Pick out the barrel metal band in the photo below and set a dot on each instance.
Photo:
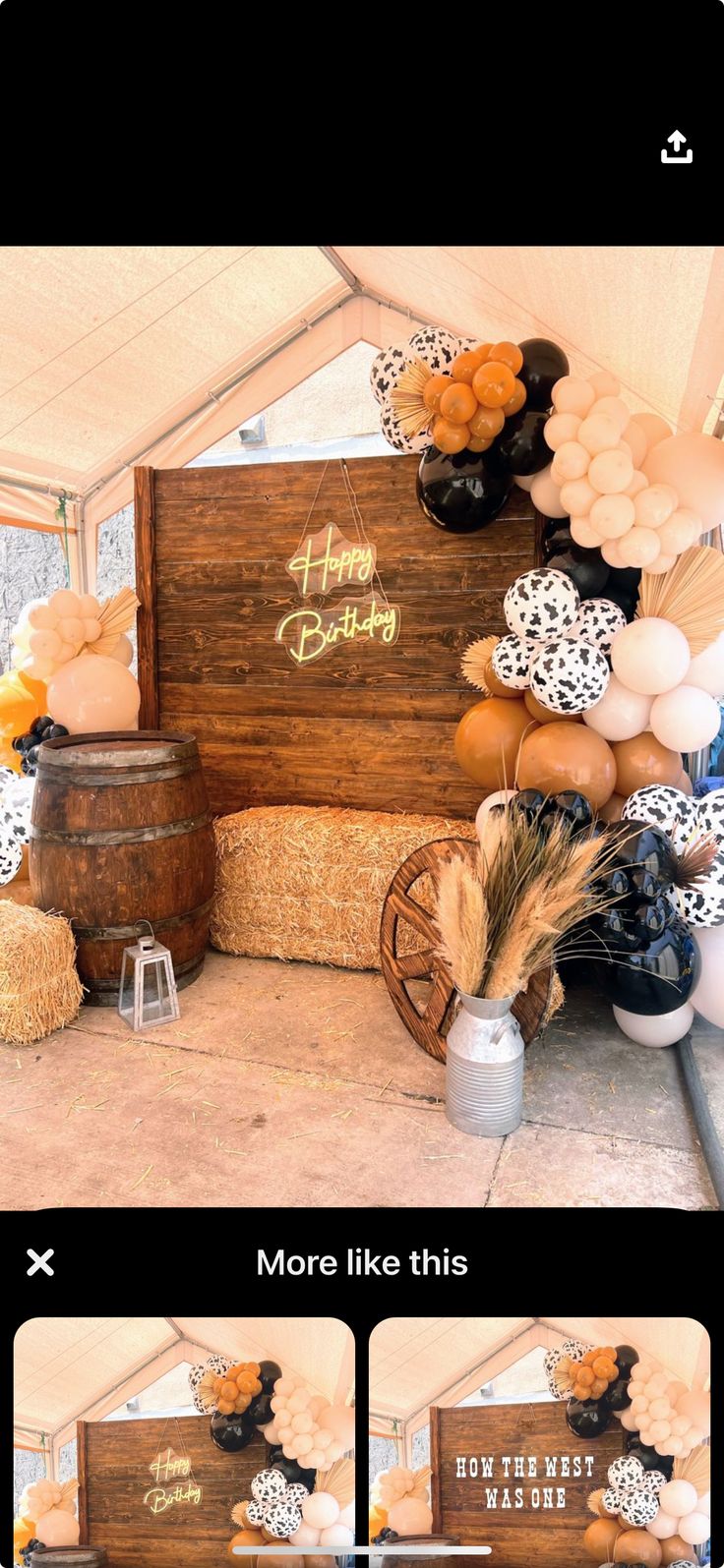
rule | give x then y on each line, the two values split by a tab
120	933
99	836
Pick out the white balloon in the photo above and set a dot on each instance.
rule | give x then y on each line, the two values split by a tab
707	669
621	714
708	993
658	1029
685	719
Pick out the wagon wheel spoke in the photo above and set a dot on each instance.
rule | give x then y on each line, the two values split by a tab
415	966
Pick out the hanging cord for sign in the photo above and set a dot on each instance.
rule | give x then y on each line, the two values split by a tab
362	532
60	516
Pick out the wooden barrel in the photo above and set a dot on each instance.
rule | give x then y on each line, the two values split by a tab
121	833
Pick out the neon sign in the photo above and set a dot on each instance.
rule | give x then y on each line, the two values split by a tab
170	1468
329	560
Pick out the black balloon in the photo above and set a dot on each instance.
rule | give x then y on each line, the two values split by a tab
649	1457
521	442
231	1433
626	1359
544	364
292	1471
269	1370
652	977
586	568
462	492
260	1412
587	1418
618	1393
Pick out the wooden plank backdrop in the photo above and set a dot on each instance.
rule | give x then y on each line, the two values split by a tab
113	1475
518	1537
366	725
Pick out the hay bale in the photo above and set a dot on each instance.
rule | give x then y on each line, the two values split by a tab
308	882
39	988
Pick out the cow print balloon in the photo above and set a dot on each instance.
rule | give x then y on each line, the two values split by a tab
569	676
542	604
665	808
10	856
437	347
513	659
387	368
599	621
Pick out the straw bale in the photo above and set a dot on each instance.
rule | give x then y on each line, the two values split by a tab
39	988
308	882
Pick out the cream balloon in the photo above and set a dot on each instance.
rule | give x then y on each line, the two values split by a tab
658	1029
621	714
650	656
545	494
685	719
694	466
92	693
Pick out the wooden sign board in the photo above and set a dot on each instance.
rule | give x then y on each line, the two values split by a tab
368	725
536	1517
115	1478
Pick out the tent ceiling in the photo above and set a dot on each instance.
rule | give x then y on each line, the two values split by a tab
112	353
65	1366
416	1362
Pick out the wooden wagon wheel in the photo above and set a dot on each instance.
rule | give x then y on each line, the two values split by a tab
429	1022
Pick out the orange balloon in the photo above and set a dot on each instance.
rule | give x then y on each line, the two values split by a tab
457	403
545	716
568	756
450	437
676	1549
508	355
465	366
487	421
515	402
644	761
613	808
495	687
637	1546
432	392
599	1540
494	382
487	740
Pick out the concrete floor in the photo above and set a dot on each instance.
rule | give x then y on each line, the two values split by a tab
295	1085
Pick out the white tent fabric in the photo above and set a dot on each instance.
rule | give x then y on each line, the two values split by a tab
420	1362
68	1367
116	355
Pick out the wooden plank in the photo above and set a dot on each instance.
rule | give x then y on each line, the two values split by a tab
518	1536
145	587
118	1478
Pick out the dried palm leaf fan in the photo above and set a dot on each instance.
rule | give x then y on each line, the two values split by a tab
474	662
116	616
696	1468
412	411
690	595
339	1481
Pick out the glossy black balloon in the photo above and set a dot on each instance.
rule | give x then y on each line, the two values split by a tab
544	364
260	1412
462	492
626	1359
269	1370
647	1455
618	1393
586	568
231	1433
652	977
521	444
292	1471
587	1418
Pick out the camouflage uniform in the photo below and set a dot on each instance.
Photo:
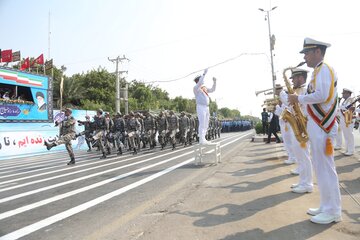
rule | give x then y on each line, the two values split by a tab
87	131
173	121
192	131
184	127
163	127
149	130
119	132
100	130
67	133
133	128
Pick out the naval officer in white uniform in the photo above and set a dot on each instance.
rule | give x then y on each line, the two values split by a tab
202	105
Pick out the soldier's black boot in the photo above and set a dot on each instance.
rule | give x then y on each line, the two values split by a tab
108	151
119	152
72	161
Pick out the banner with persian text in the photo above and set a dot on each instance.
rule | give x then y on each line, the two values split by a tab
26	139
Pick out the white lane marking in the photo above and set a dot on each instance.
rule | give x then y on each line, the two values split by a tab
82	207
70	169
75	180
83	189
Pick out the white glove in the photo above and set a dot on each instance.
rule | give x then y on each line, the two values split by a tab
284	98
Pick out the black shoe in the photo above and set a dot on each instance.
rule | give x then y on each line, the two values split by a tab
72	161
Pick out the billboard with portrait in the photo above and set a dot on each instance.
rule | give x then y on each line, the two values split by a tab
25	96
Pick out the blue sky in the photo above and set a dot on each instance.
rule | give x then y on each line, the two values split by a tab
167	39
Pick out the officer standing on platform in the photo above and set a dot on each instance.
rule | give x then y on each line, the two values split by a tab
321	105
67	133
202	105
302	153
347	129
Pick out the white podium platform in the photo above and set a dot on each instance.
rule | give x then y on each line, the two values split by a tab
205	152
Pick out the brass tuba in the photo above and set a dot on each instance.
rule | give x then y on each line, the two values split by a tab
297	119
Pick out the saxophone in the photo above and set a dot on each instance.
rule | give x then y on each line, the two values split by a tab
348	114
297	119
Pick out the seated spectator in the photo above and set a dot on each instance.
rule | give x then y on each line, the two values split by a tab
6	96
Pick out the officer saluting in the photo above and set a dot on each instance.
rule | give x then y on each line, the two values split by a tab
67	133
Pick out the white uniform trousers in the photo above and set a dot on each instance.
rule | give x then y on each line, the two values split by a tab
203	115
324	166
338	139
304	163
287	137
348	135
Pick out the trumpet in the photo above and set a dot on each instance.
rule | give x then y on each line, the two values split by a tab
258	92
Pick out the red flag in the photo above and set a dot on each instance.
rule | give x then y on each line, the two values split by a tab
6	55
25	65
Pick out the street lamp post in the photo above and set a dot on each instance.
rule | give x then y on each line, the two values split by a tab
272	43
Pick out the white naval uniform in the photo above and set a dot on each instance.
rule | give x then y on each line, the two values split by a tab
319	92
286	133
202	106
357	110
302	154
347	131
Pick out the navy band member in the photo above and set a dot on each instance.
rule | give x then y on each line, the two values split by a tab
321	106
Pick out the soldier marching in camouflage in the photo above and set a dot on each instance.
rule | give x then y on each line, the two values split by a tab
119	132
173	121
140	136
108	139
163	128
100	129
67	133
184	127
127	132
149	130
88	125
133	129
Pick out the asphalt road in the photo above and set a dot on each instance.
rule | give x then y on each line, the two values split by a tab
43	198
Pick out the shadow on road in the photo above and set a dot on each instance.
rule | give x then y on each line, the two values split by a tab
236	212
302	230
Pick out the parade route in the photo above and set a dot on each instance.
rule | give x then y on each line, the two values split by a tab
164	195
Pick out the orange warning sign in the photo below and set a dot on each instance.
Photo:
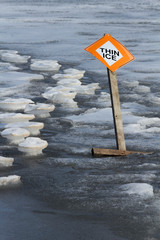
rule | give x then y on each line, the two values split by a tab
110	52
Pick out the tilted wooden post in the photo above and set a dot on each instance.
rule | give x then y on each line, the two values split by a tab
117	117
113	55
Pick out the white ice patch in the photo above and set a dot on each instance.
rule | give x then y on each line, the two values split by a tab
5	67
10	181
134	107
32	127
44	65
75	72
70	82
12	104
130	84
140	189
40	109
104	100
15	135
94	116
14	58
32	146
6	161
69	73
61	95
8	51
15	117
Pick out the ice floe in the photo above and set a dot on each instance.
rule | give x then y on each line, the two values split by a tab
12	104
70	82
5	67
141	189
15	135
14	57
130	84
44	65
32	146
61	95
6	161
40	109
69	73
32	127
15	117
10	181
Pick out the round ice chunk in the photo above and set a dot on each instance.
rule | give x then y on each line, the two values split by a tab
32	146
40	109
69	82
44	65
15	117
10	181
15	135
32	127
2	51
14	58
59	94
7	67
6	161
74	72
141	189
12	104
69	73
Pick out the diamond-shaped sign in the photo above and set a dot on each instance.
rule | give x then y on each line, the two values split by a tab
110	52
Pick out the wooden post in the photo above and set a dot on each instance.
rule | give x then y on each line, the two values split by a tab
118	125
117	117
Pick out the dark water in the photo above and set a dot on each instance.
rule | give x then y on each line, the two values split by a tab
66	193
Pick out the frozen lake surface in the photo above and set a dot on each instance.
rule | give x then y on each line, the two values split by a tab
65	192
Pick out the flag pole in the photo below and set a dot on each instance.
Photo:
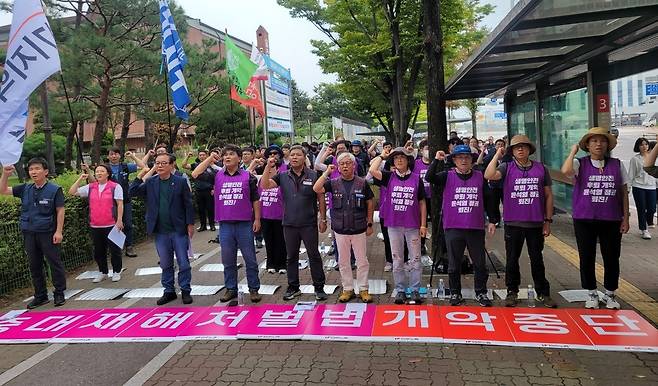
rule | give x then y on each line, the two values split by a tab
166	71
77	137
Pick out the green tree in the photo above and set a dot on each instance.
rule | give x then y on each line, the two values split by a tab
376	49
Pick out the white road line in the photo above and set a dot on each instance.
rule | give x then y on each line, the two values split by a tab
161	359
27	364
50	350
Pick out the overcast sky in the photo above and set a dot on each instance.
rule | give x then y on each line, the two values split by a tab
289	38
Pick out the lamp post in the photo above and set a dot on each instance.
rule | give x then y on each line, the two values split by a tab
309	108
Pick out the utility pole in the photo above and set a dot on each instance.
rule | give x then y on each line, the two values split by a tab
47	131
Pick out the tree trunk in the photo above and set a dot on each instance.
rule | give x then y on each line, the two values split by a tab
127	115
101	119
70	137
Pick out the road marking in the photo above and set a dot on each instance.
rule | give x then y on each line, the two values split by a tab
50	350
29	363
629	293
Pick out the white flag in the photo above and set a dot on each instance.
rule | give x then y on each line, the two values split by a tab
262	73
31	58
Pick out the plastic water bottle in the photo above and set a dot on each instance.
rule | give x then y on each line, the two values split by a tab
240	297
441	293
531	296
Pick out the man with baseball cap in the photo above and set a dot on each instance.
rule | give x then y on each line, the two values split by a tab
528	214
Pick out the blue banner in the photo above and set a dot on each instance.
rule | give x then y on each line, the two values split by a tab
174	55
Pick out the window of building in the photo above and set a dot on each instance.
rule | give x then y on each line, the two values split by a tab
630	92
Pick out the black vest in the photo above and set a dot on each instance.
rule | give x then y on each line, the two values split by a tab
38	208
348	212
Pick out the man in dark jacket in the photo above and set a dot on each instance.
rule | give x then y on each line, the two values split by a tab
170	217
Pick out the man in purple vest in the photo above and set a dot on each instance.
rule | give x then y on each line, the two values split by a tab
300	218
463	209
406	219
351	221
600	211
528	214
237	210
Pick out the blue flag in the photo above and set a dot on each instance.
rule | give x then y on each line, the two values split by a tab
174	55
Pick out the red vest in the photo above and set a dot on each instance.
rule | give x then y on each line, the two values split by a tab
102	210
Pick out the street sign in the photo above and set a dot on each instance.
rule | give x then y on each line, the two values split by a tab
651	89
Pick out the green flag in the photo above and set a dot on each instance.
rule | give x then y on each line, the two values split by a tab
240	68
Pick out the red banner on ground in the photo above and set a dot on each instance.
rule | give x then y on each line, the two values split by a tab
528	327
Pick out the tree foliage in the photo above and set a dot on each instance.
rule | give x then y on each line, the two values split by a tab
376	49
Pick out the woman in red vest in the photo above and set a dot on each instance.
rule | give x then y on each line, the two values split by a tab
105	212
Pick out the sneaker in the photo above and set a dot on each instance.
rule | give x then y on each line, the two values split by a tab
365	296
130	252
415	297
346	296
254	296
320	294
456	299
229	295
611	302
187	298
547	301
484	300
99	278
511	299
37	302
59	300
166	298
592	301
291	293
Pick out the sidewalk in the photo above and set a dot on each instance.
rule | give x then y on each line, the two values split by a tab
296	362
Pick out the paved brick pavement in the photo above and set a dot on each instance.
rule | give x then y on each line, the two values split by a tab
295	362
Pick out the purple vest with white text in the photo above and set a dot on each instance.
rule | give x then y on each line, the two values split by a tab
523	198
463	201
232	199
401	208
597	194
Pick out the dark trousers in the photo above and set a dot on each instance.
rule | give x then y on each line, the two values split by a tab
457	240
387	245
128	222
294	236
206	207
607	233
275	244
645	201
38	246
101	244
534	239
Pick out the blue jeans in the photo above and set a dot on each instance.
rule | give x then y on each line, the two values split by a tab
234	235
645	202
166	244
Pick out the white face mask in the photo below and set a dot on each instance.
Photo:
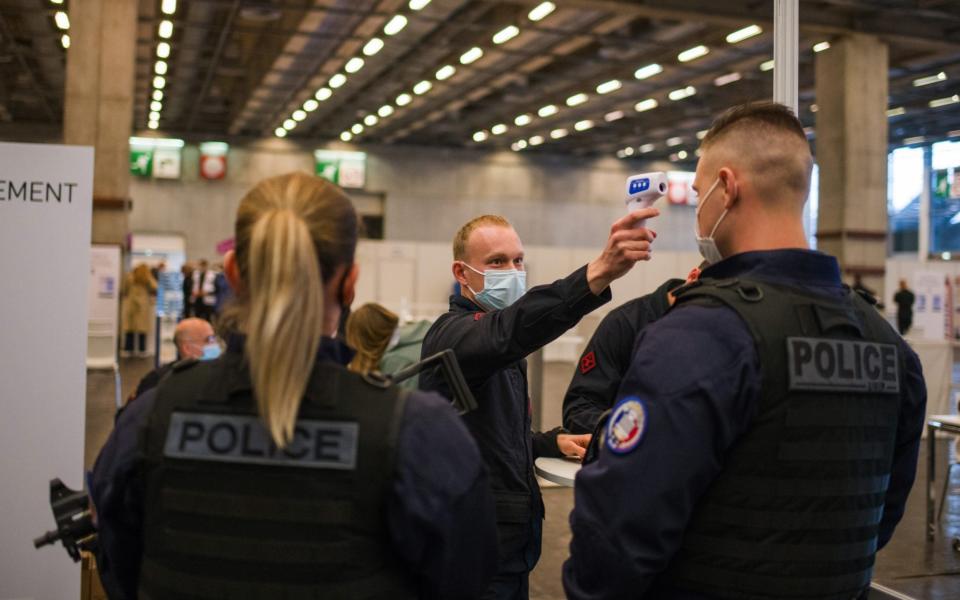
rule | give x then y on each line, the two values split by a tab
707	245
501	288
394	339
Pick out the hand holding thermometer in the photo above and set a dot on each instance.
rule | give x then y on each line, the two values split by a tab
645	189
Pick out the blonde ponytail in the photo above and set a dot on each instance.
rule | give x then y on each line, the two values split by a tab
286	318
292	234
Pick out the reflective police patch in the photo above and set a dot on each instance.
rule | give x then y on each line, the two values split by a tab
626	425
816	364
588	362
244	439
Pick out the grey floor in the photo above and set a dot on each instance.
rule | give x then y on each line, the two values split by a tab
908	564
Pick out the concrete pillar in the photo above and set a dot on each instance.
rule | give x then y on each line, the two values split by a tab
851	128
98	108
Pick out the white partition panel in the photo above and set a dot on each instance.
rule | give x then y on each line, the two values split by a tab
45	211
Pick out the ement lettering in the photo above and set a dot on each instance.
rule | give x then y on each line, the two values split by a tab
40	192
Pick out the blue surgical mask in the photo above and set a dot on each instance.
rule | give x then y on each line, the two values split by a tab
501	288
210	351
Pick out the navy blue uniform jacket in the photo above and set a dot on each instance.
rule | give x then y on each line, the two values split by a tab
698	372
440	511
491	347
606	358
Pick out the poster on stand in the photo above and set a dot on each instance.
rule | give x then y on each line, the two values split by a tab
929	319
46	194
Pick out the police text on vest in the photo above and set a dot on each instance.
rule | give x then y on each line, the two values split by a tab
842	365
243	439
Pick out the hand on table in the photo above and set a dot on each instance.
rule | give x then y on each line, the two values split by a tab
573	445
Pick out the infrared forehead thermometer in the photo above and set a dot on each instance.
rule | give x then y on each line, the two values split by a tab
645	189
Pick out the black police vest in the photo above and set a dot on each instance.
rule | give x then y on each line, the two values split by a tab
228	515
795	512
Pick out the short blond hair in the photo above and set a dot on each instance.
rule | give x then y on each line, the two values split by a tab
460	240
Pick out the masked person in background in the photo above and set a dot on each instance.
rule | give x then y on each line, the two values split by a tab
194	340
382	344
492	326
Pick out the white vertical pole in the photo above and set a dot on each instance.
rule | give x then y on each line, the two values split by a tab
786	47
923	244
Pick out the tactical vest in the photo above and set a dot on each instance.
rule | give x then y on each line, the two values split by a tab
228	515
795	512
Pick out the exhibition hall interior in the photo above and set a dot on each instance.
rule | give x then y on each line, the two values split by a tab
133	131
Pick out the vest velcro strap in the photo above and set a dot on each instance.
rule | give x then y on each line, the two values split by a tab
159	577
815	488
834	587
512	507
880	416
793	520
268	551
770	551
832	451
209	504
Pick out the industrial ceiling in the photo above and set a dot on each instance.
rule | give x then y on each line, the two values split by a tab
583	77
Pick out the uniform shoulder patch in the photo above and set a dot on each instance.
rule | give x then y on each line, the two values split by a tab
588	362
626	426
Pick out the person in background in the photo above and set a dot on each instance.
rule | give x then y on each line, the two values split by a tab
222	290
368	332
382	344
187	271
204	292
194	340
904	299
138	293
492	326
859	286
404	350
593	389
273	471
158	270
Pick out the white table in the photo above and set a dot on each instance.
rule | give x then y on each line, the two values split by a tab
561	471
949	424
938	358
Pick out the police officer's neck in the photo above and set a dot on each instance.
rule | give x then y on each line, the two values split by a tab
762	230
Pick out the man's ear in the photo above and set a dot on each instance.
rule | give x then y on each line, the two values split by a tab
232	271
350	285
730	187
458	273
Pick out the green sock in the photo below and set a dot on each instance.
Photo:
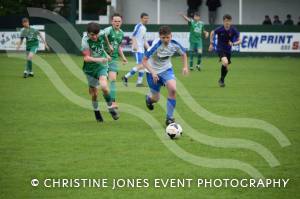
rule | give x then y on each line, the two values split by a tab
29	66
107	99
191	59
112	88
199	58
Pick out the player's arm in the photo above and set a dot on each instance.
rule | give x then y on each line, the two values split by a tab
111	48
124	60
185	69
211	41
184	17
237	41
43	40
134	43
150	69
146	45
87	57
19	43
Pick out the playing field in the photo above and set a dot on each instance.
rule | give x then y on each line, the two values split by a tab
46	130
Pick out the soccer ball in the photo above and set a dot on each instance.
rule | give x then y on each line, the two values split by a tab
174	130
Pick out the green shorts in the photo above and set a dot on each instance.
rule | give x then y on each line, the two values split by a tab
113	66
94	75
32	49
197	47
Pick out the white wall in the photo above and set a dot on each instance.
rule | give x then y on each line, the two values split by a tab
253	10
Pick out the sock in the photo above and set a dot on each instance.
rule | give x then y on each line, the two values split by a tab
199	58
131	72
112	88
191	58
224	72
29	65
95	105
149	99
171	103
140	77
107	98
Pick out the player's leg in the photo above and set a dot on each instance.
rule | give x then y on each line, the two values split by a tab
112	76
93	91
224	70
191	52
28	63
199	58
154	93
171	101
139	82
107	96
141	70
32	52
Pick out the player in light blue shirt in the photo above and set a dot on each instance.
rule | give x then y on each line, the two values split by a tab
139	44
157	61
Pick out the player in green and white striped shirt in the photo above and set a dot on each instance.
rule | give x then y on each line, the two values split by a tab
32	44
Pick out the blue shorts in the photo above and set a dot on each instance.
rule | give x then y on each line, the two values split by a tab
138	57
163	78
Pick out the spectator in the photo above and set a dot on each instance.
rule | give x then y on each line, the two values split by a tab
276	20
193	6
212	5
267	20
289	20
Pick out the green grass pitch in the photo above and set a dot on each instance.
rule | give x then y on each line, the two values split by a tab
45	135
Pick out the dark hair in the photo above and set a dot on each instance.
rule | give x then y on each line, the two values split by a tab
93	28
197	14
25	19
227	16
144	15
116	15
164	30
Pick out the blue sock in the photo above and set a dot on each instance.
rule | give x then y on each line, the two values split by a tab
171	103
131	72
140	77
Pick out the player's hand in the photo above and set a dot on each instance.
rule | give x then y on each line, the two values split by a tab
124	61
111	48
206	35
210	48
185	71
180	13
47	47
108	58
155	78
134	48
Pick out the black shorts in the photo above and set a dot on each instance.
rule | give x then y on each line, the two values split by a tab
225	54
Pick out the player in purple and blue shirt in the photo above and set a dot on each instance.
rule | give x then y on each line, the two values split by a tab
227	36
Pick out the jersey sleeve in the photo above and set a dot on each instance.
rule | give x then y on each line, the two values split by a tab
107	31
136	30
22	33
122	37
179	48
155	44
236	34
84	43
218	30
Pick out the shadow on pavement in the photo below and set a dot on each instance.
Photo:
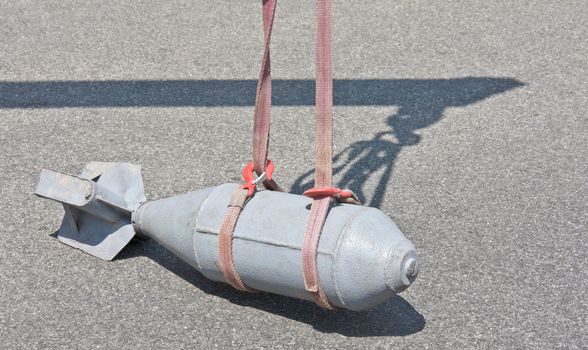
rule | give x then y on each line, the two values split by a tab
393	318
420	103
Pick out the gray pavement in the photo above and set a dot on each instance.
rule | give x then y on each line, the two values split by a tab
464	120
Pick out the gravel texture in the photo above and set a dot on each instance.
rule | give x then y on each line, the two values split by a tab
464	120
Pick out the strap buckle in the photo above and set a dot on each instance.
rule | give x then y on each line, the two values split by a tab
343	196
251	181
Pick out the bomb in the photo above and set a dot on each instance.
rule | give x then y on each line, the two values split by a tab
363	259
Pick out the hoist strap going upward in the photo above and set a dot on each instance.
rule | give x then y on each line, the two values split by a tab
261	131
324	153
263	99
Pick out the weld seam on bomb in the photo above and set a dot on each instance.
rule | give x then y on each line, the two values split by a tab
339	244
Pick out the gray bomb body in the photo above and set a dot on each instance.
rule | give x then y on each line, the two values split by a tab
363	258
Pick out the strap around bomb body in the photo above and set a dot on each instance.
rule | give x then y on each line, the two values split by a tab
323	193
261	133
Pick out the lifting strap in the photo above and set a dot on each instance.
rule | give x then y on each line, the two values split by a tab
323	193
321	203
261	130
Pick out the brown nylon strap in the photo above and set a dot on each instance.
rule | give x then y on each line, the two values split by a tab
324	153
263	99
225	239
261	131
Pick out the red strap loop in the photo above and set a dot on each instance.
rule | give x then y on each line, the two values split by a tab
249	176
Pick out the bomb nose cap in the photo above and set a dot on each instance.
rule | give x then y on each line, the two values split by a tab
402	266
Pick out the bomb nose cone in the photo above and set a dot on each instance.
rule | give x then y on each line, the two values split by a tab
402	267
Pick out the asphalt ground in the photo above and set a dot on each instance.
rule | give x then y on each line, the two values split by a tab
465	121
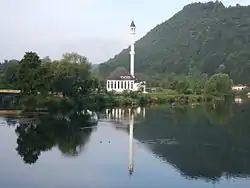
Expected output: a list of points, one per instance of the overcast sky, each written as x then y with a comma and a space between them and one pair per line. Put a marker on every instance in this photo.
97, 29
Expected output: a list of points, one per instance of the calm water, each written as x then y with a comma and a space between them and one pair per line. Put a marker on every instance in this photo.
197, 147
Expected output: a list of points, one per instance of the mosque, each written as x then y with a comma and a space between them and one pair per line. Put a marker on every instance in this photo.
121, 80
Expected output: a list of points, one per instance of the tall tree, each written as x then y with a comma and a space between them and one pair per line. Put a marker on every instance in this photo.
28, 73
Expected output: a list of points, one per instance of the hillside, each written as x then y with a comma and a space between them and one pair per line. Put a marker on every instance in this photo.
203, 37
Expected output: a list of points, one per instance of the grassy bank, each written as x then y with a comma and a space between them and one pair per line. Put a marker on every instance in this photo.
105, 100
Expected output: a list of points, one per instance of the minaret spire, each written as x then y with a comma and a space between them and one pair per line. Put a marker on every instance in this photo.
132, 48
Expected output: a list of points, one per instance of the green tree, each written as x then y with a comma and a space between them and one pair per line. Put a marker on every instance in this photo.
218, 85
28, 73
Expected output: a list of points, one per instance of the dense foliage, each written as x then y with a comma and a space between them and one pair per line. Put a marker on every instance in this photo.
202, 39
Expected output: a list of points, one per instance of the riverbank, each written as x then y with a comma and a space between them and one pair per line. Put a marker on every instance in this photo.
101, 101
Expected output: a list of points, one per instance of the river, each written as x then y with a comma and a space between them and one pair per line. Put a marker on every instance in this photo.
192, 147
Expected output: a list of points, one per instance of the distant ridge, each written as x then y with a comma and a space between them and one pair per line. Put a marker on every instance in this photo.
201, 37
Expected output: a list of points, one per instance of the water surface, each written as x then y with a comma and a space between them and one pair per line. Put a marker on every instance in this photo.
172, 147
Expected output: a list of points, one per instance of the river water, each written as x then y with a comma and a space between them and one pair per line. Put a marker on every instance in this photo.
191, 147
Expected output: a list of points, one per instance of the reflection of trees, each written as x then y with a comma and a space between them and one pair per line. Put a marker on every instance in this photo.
========
• _What to do_
Without the pictures, return the listing above from its first line through the line that has "Pick out the cow".

• _Response box_
Pick out the barrel metal band in the photo below and set a dot on each instance.
Photo:
rule | give x then y on each line, the two values split by a tab
120	933
99	836
Pick out the white balloon in the photo above and set a dot on each instance.
rule | give x then y on each line, the two values split by a tab
707	669
621	714
708	993
658	1029
685	719
Pick out the wagon wheel spoke in the photo above and set a dot on each instance.
rule | give x then y on each line, the two values split by a tab
415	966
Pick out the hanging cord for sign in the photo above and set a dot on each instance.
rule | give x then y on each line, the two values split by a tab
362	532
60	516
Pick out the wooden barrel in the photo above and set a dot on each instance.
rule | give x then y on each line, the two values split by a tab
121	833
Pick out the neon sign in the photo above and set a dot on each instance.
rule | give x then y on each line, the two values split by a tab
170	1468
329	560
Pick out the black balloon in the photo above and set a dot on each instance.
rule | give x then y on each line, the two values split by a tab
649	1457
521	442
231	1433
626	1359
544	364
292	1471
269	1370
652	977
586	568
462	492
260	1412
587	1418
618	1393
Pick out the wooden plank backdrop in the photo above and set a dot on each instance.
rule | give x then y on each line, the two values split by a tab
113	1475
518	1537
366	725
Pick out the hay bale in the photo above and set a dot on each instance.
rule | give x then y on each line, the two values split by a tab
308	882
39	988
Pick out the cow print balloon in the photo above and set a dot on each instance.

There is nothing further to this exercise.